Top of Information supplied

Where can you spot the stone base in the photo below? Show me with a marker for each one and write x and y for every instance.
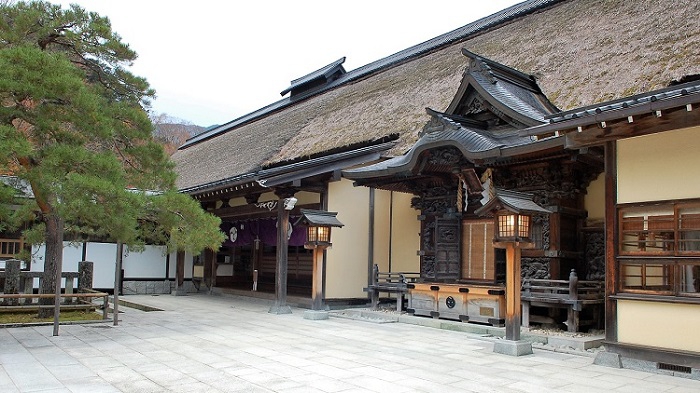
(608, 359)
(512, 348)
(315, 314)
(280, 309)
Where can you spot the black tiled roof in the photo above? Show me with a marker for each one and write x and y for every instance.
(461, 33)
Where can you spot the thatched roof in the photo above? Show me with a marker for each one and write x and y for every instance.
(581, 51)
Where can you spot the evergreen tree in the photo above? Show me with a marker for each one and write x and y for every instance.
(74, 126)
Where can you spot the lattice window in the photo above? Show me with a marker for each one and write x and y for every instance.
(478, 254)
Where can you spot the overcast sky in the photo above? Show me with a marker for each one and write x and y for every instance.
(212, 61)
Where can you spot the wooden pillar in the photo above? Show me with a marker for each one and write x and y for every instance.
(206, 275)
(280, 306)
(610, 241)
(85, 270)
(117, 281)
(317, 284)
(513, 307)
(210, 255)
(12, 272)
(180, 273)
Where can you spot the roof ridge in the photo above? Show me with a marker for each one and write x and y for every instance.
(472, 28)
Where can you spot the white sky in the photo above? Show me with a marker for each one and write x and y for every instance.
(211, 61)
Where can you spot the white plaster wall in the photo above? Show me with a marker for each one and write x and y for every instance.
(147, 264)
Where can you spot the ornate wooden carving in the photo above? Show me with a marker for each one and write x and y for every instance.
(557, 180)
(427, 267)
(595, 255)
(447, 253)
(428, 236)
(252, 198)
(444, 156)
(535, 268)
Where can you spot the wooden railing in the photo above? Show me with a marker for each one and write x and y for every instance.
(390, 282)
(18, 290)
(573, 295)
(83, 301)
(10, 247)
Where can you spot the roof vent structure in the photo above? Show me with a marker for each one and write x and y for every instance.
(316, 80)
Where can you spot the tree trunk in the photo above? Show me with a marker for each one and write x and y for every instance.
(53, 258)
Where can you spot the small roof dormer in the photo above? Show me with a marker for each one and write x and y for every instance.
(315, 81)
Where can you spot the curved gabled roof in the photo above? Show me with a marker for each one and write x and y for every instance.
(580, 51)
(474, 144)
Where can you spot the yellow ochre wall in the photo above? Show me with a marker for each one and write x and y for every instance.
(396, 236)
(405, 235)
(303, 198)
(594, 200)
(382, 228)
(661, 325)
(346, 262)
(659, 166)
(654, 168)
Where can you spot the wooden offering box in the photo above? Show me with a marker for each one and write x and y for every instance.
(463, 302)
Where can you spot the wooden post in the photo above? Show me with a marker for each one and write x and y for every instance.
(513, 307)
(12, 269)
(117, 282)
(85, 270)
(280, 306)
(572, 320)
(317, 285)
(610, 241)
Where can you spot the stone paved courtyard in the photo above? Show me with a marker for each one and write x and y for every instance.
(202, 343)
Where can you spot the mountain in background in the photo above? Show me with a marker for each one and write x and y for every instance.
(172, 132)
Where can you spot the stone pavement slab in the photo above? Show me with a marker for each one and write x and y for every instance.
(201, 343)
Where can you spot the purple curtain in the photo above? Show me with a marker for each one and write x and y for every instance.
(243, 233)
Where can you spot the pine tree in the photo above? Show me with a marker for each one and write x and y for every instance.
(74, 126)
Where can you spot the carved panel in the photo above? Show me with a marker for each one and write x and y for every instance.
(535, 268)
(556, 180)
(447, 255)
(427, 267)
(444, 156)
(595, 255)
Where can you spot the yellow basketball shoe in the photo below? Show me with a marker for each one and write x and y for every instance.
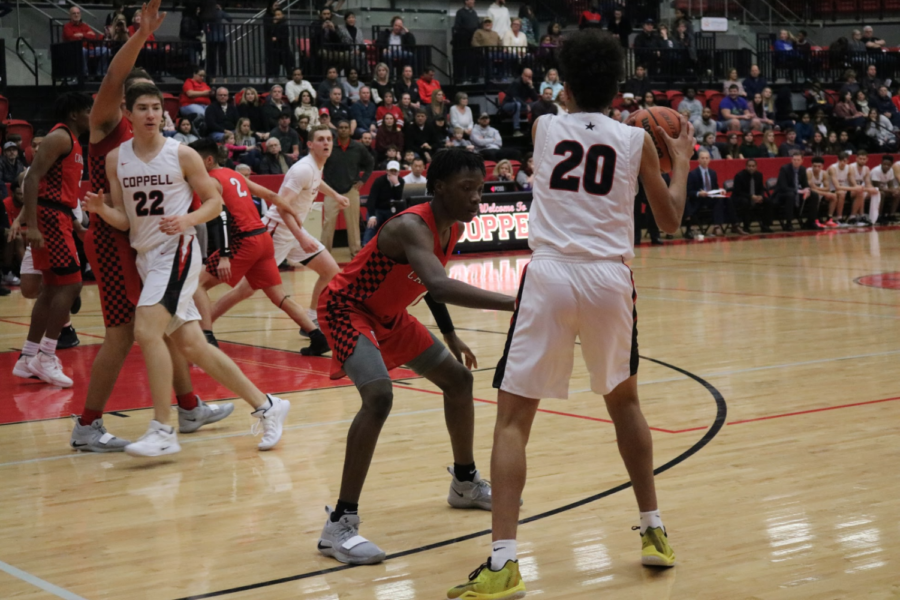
(485, 584)
(655, 548)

Bottom of Information supplied

* Task brief *
Give a verbatim transcription of the entries, leaving out the pictures.

* Answer to this exercise *
Where can you spot the stone base in the photo below? Show me with a marker for each one and write x and y for every instance.
(608, 359)
(512, 348)
(315, 314)
(280, 309)
Where can you spot the black tiled roof in the photo above? Show me with a marker for each one and write x and y for every instance.
(461, 33)
Where can you spot the thatched roof in the photo above? Show me with a marker for each one and write x and y for every instance.
(581, 51)
Where can you spot the evergreen tree in the photo above? Show me with a marker for each one and write x and y for every instance.
(74, 126)
Where can you spot the lattice window in the photo above? Show me with a marker for each one and write x and y for every instance.
(478, 254)
Where can you spot the overcast sky in the photo above? Show me with a marker for each one and write x and y for every instance.
(212, 61)
Where can you spot the wooden pillar in the photo above? Show me with a marker for each one and write x and y for every instance.
(206, 275)
(280, 306)
(610, 241)
(85, 270)
(117, 281)
(317, 284)
(513, 307)
(210, 255)
(12, 272)
(180, 273)
Where can you spot the roof ridge in the photo above? Show me with a marker for each one and write x and y for every instance.
(472, 28)
Where can you spot the white sky in the photo above? Show me with a marker for each one and write x and y for every instance.
(211, 61)
Where can you spot the white plaster wall in the photo above? Show me with a marker for each one and write x and y for every instance.
(147, 264)
Where can you spot the ornate wooden carving in the photo above? Show me with a marker for each one and write x and y for every instance.
(557, 180)
(427, 267)
(595, 255)
(447, 253)
(428, 236)
(252, 198)
(444, 156)
(535, 268)
Where can you spot the wooden railing in the photo above? Show me with a marker for each one and write x and y for every instance.
(390, 282)
(18, 290)
(573, 295)
(83, 301)
(10, 247)
Where can you spot the roof vent structure in the photo above? Show me with a marker for each one and write x and y for every instance.
(316, 80)
Where can you spot the tree trunk in the photo above? Show me with a marker for each one and write x and y for every instance.
(53, 258)
Where can you spot the small roof dormer in the photo above? Show me with a marker for each one and write x and y for every instance.
(315, 81)
Where can you spot the curved gabled roof in the photo above? Show me with a marker for each one and write x and y for every instance.
(580, 51)
(474, 144)
Where can you spot the yellow ochre wall in the photo above? Show me with a marker for each one and write x and y for every instance.
(396, 236)
(405, 235)
(303, 198)
(594, 200)
(382, 228)
(661, 325)
(346, 262)
(659, 166)
(654, 168)
Where can you spot the wooden offering box in the photo above? Show me with a marker for each one and write x and y for every instance.
(463, 302)
Where can you spot the wooden post in the photo above? Show me with a marker for each one and write x and y for every instance.
(513, 307)
(12, 269)
(117, 282)
(85, 270)
(280, 306)
(572, 320)
(317, 285)
(610, 241)
Where can you spot the stone paved courtyard in the photo above? Show me with a marker for each one and write x and y for every instance.
(202, 343)
Where can you spot the mountain in background in the photo above? Show me with a marker for each one and write x and y for every instance.
(172, 132)
Where can you spot the stone pavement slab in the photo above? Show me with a marker for each one and write x and y for every instance.
(201, 343)
Where can you spot the purple curtain in the photo above? Show me with a marker for each one and write x and y for every instance.
(243, 233)
Where can you spot the pine tree in the photo above? Show me with a marker for each one and write x and y for every instance.
(74, 126)
Where can you spot the carved panel in the photo above? Show me with a marker for each one and write x and y for every instance.
(535, 268)
(556, 180)
(447, 255)
(427, 267)
(444, 156)
(595, 255)
Where can you spot the yellow basketball shoe in the photo below? Show me with a marker for each one and write x and y for every instance.
(485, 584)
(655, 548)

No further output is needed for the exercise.